# WHAT YOU WILL DO
1. Answer these questions about the coronavirus news excerpt, one per line:
(a) What phone number can seniors call to learn how to access the telehealth services?
(b) How many drive-through labs did Giroir expect to set up over the next few days, and in approximately how many states?
(c) How many intensive care unit beds does New York currently have?
2. Do these statements agree with the coronavirus news excerpt? Answer yes or no for each, quoting the words that decide it.
(a) The administration will enforce HIPAA penalties against doctors who see patients on their own phones.
(b) New York's positive cases rose from 950 to more than 1,500.
(c) Giroir said nearly 60,000 tests were conducted yesterday alone.
3. Write what comes next in the coronavirus news excerpt, picking up after its last sentence.

# SELECTED PASSAGE
Medicare to cover virtual doctor visits

Trump also announced that Medicare would immediately broaden coverage of telehealth services for seniors to encourage them to stay home, reducing the chance of disease transmission and reserving hospital capacity for those who need it. The administration will also not enforce HIPAA penalties, allowing doctors to use their own phones, laptops, or tablets to see patients virtually.

Seniors can call their doctor or 1-800-MEDICARE (1-800-633-4227) to find out how to access the services. Seema Verma, administrator of the Centers for Medicare and Medicaid Services (CMS), asked family members to help older relatives who don't have the technology or don't know how to use it. "If it's your mom, you may need to go over to her house to help her do this," she said.

Verma also said that CMS is urging states to expand telehealth services for low-income people in their Medicaid programs.

Testing scales up; states empowered to act

Trump also said that the US Food and Drug Administration (FDA) will now allow states to authorize labs to develop their own coronavirus tests. This means that labs won't have to get emergency authorization to do so, clearing red tape and potentially enabling them to more quickly address the nation's dire shortage.

Coronavirus task force member Admiral Brett Giroir said that testing for the virus has ramped up dramatically to total nearly 60,000 tests conducted, 8,200 of them yesterday. He added that drive-through labs are popping up all over the country. "We expect that over the next few days to be setting up 47 of these in approximately 12 states," he said.

Vice President Mike Pence said that, even as more tests become available, the best advice for citizens is to follow the coronavirus guidance outlined yesterday in Trump's 15-day plan to slow the spread of the disease. "The testing is happening all over the country, but all of our health experts wanted me to say that you don't need testing to tell you what you should do," he said.

Plans to boost hospital capacity, protect health workers

Meanwhile, healthcare systems around the country are working around the clock to reserve enough units and beds for the coming influx of patients.

As of this morning, New York was reporting more than 1,500 positive cases, up from 950 yesterday, and 12 deaths. Cuomo said the number of cases will likely outstrip hospital capacity in 45 days, the New York Times reported.

As many as 37,000 intensive care unit beds may be needed, when the state currently has only 3,000 such beds, 80% of which are already occupied, Cuomo said in the same article.

# RECORDS SUPPLIED
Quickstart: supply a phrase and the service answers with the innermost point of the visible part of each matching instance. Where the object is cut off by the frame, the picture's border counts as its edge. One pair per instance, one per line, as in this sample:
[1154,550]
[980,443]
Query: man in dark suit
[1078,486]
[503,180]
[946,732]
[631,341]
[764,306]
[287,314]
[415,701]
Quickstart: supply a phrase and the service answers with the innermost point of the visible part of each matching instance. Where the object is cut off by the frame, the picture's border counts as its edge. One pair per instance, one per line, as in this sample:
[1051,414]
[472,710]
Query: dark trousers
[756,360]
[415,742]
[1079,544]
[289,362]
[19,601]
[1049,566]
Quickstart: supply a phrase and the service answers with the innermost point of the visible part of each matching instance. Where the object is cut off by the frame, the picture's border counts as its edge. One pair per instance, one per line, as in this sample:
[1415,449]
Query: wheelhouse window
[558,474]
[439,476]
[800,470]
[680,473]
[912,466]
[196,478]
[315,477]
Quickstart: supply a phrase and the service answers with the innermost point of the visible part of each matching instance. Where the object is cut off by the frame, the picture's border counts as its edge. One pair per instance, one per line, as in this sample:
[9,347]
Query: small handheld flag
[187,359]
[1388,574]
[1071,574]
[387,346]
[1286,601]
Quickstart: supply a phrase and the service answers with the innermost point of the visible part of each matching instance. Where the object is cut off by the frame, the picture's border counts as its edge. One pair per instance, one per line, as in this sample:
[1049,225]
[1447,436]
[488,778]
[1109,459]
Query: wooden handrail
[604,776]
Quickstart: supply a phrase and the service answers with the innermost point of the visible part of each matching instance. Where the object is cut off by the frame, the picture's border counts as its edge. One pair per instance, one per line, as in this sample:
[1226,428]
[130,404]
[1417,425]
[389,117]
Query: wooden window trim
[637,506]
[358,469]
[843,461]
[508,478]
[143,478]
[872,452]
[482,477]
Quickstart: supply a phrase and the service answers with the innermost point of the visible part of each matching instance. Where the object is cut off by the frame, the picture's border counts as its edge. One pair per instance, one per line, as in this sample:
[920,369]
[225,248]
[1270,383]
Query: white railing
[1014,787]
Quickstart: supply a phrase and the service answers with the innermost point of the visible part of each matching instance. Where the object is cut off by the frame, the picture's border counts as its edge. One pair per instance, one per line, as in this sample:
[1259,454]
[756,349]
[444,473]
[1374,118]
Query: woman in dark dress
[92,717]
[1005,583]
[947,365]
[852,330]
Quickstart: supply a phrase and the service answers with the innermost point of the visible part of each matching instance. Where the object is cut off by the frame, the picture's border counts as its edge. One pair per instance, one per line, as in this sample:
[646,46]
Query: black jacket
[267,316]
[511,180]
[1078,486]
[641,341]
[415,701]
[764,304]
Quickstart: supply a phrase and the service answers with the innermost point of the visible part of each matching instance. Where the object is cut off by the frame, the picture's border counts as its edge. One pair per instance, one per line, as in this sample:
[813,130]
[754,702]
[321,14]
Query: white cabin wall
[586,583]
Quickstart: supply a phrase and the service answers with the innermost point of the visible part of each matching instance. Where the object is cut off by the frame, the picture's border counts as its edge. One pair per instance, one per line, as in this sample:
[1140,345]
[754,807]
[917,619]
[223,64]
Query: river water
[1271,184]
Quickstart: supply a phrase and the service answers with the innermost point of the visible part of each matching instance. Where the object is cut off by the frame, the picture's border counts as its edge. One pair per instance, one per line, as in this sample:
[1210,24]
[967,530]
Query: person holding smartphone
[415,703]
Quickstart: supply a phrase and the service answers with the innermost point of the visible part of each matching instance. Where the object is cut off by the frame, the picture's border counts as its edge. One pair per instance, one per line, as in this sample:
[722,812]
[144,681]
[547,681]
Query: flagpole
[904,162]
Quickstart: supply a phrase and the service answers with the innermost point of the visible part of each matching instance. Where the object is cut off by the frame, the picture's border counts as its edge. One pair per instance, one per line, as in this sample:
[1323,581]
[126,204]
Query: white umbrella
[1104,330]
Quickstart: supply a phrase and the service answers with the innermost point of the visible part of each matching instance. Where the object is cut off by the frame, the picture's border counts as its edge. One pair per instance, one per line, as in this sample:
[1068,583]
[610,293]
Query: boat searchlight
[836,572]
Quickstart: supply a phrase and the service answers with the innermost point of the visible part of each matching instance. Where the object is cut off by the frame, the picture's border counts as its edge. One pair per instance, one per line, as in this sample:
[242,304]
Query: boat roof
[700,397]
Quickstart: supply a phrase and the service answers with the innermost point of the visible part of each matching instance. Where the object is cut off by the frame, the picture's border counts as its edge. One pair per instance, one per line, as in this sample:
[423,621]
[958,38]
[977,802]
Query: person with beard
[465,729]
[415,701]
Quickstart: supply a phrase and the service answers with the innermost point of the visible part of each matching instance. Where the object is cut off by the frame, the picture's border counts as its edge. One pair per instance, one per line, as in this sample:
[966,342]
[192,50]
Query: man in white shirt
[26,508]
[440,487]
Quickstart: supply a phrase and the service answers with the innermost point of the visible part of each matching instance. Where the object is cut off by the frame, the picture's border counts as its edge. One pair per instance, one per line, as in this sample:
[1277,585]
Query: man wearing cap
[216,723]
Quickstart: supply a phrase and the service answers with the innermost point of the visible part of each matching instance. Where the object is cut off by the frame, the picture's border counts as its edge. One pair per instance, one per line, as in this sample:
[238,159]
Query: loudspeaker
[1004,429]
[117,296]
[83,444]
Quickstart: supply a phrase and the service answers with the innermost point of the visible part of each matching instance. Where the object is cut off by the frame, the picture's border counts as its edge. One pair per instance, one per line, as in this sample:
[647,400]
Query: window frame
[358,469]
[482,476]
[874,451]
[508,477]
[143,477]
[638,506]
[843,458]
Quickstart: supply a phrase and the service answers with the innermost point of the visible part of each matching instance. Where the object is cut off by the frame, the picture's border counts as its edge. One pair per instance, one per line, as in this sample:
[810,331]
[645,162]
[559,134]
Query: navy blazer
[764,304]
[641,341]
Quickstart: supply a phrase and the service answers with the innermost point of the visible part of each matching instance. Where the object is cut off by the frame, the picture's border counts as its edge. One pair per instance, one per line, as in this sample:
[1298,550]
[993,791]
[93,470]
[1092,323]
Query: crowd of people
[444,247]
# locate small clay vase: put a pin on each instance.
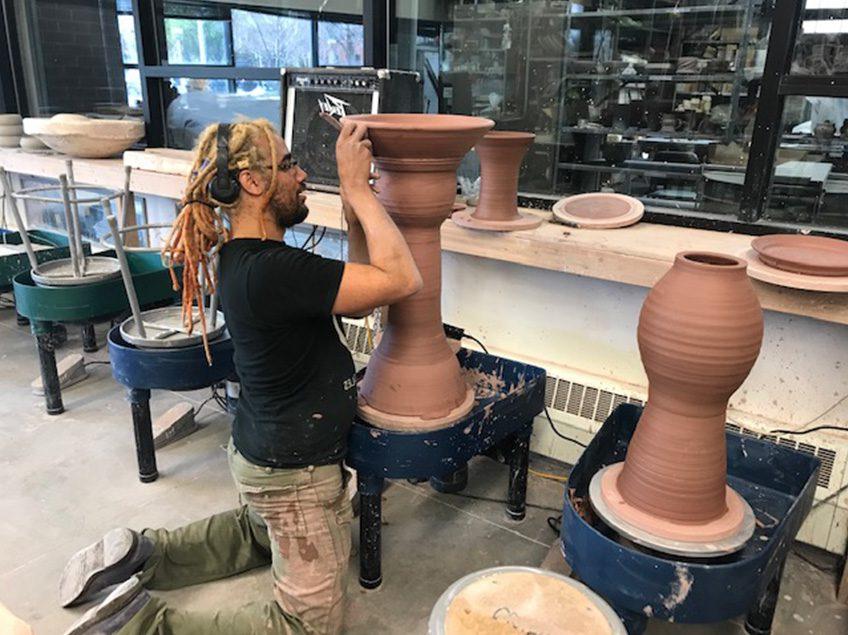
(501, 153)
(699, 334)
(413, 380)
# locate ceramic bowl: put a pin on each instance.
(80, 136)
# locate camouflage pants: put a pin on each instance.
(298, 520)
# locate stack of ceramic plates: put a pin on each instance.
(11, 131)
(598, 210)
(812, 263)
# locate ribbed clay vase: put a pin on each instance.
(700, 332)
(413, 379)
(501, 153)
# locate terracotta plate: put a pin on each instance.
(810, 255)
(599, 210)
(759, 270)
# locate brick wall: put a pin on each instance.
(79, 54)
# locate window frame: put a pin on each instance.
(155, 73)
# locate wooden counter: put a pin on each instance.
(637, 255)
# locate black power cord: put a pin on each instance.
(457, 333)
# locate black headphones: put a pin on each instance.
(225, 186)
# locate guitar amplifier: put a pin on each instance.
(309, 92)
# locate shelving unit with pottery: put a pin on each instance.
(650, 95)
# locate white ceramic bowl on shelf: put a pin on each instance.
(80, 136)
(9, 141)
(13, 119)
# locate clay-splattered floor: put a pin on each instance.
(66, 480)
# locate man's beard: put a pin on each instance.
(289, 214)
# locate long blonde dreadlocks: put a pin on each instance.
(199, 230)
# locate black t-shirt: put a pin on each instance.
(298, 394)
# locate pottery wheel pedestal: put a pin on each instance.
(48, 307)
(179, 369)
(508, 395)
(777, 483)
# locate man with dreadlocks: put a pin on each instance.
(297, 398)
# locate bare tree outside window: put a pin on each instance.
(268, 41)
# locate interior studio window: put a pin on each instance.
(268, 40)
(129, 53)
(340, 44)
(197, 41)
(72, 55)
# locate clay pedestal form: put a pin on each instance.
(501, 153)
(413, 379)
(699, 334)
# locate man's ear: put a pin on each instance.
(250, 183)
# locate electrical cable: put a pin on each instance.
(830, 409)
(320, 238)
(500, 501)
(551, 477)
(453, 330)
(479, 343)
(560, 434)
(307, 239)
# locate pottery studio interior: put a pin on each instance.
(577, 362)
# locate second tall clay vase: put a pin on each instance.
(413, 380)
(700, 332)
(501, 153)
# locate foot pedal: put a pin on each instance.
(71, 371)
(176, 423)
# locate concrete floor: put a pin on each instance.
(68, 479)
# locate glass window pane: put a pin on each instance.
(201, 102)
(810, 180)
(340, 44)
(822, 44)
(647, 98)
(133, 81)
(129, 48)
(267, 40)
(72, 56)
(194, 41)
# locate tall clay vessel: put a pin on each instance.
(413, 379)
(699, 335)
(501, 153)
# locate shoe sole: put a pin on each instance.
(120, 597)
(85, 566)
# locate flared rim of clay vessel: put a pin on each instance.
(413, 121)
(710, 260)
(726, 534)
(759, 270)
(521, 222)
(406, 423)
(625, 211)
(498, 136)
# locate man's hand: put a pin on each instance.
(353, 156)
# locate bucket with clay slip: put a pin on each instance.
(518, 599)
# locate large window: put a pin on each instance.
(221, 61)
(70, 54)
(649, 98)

* * *

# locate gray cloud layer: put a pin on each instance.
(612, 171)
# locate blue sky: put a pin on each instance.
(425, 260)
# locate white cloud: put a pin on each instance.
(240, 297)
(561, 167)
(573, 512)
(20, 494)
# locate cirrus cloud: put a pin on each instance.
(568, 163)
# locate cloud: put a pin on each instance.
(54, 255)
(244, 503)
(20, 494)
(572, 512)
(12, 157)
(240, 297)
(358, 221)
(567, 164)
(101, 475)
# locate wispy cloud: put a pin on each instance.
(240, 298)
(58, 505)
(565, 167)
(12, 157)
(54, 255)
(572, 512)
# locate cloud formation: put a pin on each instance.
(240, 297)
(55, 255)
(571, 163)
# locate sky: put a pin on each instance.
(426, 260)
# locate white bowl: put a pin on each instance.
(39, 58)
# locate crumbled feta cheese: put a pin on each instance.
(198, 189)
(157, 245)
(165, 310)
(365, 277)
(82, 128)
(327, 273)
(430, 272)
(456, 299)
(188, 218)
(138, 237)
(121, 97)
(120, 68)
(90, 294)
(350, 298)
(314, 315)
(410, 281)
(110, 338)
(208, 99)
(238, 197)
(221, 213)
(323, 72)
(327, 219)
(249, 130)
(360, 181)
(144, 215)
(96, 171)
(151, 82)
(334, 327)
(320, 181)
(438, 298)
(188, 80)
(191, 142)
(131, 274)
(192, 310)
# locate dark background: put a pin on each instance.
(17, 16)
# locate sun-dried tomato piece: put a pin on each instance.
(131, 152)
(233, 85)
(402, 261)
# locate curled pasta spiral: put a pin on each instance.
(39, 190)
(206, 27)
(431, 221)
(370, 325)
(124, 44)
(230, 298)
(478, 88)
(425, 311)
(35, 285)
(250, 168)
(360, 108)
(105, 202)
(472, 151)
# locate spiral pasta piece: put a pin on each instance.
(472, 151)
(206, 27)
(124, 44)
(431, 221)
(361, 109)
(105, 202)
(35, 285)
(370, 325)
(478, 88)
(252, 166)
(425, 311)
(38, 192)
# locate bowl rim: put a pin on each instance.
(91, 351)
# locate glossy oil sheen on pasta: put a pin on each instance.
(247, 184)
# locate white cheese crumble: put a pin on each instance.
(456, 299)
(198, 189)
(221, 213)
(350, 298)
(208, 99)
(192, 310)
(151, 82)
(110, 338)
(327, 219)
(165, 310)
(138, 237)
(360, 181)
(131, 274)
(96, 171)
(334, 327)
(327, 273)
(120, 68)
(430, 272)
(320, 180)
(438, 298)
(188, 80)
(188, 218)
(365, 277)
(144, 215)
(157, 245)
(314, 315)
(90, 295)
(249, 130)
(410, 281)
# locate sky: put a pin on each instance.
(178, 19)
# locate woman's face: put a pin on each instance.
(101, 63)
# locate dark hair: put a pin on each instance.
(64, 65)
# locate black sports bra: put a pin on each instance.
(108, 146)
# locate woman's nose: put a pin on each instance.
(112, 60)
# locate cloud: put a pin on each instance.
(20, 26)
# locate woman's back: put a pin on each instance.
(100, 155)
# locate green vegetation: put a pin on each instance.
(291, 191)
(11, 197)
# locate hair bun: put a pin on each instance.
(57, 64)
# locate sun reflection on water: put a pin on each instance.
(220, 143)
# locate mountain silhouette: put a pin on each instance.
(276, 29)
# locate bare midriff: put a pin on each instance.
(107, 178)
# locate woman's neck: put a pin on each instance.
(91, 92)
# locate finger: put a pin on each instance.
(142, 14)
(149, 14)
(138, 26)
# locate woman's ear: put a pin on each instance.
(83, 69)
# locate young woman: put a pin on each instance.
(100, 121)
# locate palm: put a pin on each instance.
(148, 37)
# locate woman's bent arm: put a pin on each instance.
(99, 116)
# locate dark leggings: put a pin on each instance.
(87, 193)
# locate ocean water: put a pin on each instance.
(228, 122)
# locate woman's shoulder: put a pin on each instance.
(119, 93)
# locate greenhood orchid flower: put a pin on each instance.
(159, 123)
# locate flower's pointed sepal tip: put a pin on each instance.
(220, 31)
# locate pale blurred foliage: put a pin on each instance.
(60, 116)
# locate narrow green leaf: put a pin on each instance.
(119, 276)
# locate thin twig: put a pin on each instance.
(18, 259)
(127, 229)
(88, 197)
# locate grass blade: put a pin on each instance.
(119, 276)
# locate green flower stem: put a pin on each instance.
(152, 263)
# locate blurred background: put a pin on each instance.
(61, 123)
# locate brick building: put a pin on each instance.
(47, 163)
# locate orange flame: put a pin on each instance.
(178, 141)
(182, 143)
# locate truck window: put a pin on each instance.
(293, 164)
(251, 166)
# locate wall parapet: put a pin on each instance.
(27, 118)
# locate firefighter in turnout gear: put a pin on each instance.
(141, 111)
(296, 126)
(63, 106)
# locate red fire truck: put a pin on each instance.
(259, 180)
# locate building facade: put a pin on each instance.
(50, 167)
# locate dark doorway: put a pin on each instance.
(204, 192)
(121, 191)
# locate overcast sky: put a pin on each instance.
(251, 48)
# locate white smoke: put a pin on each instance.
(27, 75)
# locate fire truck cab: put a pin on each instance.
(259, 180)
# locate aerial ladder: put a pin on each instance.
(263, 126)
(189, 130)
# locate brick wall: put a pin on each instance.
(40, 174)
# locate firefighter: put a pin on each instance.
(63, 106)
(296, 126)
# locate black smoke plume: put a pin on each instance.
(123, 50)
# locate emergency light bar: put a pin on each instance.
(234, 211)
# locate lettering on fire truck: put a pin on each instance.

==

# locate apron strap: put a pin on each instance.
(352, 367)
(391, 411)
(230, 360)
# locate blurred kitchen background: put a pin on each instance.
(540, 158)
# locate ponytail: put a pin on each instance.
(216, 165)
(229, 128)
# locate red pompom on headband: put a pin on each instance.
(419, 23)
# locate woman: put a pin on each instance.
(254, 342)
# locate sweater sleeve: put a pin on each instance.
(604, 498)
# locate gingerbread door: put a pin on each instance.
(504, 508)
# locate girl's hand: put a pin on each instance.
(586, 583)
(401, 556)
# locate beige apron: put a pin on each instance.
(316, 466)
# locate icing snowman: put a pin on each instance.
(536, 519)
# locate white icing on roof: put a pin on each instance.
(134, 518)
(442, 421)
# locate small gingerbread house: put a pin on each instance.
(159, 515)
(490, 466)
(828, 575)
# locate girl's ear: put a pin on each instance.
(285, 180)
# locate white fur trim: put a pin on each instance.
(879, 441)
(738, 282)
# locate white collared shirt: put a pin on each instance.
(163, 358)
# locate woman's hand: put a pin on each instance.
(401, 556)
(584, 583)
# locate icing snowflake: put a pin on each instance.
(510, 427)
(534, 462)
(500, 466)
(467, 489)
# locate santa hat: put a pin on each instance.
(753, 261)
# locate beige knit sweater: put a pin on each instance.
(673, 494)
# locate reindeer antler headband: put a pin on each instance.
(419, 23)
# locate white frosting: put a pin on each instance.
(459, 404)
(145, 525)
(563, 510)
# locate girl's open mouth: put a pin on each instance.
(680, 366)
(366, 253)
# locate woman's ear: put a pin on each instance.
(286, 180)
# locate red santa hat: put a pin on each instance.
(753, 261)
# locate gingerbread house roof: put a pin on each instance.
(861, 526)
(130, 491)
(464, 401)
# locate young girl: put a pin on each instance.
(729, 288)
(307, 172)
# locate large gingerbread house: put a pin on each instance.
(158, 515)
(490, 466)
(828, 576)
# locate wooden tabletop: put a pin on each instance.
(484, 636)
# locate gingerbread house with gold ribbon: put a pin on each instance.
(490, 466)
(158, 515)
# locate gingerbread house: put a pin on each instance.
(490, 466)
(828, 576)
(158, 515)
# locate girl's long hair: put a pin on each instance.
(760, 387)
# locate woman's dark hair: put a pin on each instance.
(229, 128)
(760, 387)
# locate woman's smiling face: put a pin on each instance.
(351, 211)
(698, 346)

# ANSWERS TO THE PROBLEMS
1.
(a) 1-800-MEDICARE (1-800-633-4227)
(b) 47 drive-through labs in approximately 12 states
(c) 3,000

2.
(a) No: "The administration will also not enforce HIPAA penalties"
(b) Yes: "New York was reporting more than 1,500 positive cases, up from 950 yesterday"
(c) No: "nearly 60,000 tests conducted, 8,200 of them yesterday"

3.
Deborah Birx, MD, White House task response coordinator, asked that people scheduled for elective surgeries cancel them as hospitals anticipate a surge in demand, and said thatdoing so would also lessen the chance of getting sick in a chaotic environment. "You don't want to be in a hospital right now," she said.

The White House may call on the Federal Emergency Management Agency for support and may ask the Department of Defense and the Army Corp. of Engineers to build new coronavirus-specific field hospitals or retrofit existing ones, Vice President Pence said.

To help address the shortage of personal protective equipment for healthcare workers, Pence asked construction companies to donate their respirators to hospitals. "We would urge construction companies to donate their inventory of n95 masks to your local hospitals and forego making additional orders," he said.

US cases continue to mount

More than half of US cases are in hotspot states New York, Washington, and California. New York has confirmed 1,374 cases and 12 deaths, Washington has confirmed 787 cases and 48 deaths, and California has reported 583 cases and 10 deaths, according to the New York Times coronavirus map.

In New Jersey, case numbers rose to 267 from 178 yesterday. Connecticut's case count reached 41, up from 26 on Sunday. Illinois reported its first death today. The only state not reporting a single case is West Virginia.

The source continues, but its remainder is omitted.